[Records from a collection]

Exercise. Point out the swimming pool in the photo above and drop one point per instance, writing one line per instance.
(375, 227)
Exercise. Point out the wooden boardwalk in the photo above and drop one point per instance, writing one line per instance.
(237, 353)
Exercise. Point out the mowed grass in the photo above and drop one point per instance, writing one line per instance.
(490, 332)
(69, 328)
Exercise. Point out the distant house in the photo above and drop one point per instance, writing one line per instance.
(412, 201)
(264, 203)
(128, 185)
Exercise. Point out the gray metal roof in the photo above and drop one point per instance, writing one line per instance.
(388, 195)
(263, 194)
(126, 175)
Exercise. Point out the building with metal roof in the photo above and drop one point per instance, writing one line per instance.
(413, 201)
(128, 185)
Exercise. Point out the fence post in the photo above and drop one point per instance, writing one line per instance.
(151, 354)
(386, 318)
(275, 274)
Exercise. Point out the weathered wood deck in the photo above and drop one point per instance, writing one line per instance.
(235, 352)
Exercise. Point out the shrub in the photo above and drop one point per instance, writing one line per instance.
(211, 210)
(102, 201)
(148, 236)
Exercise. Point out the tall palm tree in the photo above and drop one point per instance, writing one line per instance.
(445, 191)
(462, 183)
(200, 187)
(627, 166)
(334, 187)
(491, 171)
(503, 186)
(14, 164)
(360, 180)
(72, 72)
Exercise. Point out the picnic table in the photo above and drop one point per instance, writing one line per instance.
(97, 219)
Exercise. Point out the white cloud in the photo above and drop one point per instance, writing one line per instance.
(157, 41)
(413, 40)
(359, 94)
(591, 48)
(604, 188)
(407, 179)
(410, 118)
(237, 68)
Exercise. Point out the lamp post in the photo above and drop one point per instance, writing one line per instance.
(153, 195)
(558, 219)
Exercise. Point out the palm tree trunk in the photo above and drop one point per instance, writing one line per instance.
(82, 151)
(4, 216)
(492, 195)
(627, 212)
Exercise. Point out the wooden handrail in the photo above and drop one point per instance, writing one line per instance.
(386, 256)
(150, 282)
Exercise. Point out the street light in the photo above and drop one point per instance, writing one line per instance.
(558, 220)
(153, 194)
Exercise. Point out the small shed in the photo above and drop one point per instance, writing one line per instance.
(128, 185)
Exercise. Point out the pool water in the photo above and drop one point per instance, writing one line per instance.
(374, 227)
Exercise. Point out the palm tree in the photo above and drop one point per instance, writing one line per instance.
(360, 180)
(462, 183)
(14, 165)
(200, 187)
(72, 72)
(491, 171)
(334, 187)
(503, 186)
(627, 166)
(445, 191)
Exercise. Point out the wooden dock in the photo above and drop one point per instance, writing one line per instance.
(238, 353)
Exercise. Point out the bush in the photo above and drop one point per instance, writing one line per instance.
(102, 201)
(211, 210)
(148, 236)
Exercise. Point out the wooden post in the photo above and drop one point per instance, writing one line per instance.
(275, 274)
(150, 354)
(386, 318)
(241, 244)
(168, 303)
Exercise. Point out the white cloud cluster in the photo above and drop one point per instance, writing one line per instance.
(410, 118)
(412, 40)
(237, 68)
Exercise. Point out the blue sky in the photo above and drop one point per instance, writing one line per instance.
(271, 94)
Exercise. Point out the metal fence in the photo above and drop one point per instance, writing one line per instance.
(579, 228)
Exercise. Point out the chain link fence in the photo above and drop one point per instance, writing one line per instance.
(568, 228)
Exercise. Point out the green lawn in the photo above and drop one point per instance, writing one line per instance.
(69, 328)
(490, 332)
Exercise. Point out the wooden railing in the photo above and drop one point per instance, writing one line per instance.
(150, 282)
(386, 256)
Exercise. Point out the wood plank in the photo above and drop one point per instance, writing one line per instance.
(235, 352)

## WHAT YOU ARE ASKED TO DO
Your answer must consist of every line above, transcribed verbatim.

## EXERCISE SOLUTION
Exercise. Point out the swimming pool in the photo above and drop one point per instance, writing one line per instance.
(375, 227)
Exercise. Point out the wooden boardwalk in the photo above and drop one point per instance, writing one line per instance.
(237, 353)
Exercise. Point out the mowed grass in the photo above and drop one point per instance, writing one line per instance.
(490, 332)
(69, 328)
Exercise. Point out the distant house in the photo above and drop one point per instance, writing one line per instance.
(412, 201)
(264, 203)
(128, 185)
Exercise. Point out the gray metal roof in the photo above and drop one point per instance, writing one line per instance.
(388, 195)
(263, 194)
(126, 175)
Exercise. Point out the building with metal roof in the photo above and drop one point per instance, writing one line per instance.
(413, 201)
(128, 185)
Exercise. Point out the fence post in the photo above and drop one point per instance, writing one line per instance.
(151, 354)
(386, 318)
(275, 274)
Exercise. Point out the weathered wood deck in the photo above and drop one point per instance, writing one line per instance.
(235, 352)
Exercise. Point out the shrub in the photo above and drop one point per instance, writing one line per instance.
(211, 210)
(102, 201)
(148, 236)
Exercise. Point out the tall palm tree in the photo above and drop one point per instance, writing one line per instance.
(445, 191)
(462, 183)
(200, 187)
(627, 166)
(334, 187)
(491, 171)
(503, 186)
(14, 164)
(360, 180)
(72, 72)
Exercise. Point out the picnic table in the photo above and drop one point per instance, writing one line per instance.
(97, 219)
Exercise. Point out the white cloud in the photo above and drop one point per instance, writing one line per instance.
(157, 41)
(413, 40)
(359, 94)
(591, 48)
(604, 188)
(407, 179)
(410, 118)
(237, 68)
Exercise. Point out the lamp post in the photo above and drop one point per instance, writing one line per instance.
(153, 195)
(558, 219)
Exercise. Point out the palm tree trunk in the photo above and drop one point per instance, writing one line per instance.
(82, 151)
(4, 216)
(492, 195)
(627, 212)
Exercise. Point out the wooden handrail in the photo above and drop one point per instance, writing one line per instance.
(386, 256)
(150, 282)
Exercise. Point out the street light in the photo above and drop one point per instance, writing one line per instance.
(558, 220)
(153, 194)
Exercise. Point out the small shed in the photo above and drop one point per instance, writing one line per instance.
(128, 185)
Exercise. Point out the pool water in the photo above and drop one point per instance, writing one line per instance.
(374, 227)
Exercise. Point out the palm tree in the photo above and drop one point per instance, writing one line per instance.
(360, 180)
(462, 183)
(14, 165)
(200, 187)
(72, 72)
(491, 171)
(334, 187)
(503, 186)
(627, 166)
(445, 191)
Exercise. Point out the wooden dock in the photo above and drop one point per instance, writing one line per instance.
(238, 353)
Exercise. Point out the bush in the photo above and drop one point per instance, writing one line per instance.
(102, 201)
(211, 210)
(148, 236)
Exercise. Point out the wooden post in the photo above and drop one point per instance, writing one line per instance.
(275, 274)
(150, 354)
(386, 318)
(241, 244)
(168, 303)
Exercise. Point out the white cloud cluster in the photo above and drop one point per instance, writing one line per instance.
(410, 118)
(412, 40)
(237, 68)
Exercise. Point out the blue sky in the photo above and drop one point per instance, writing one line per instance.
(271, 94)
Exercise. Point out the metal fence in the photo above and drop one point per instance, writing one line per instance.
(579, 228)
Exercise. Point out the chain link fence in the photo above and drop one point per instance, writing one line per instance.
(568, 228)
Exercise. Point out the green lawn in the photo above and drop one point per instance, writing one line per instance.
(69, 328)
(490, 332)
Exercise. Point out the wooden railing in the photo above and drop one point per instance, writing one line per instance.
(150, 282)
(386, 256)
Exercise. Point out the wood plank in the photo above and drop one point per instance, writing one line per instance.
(235, 352)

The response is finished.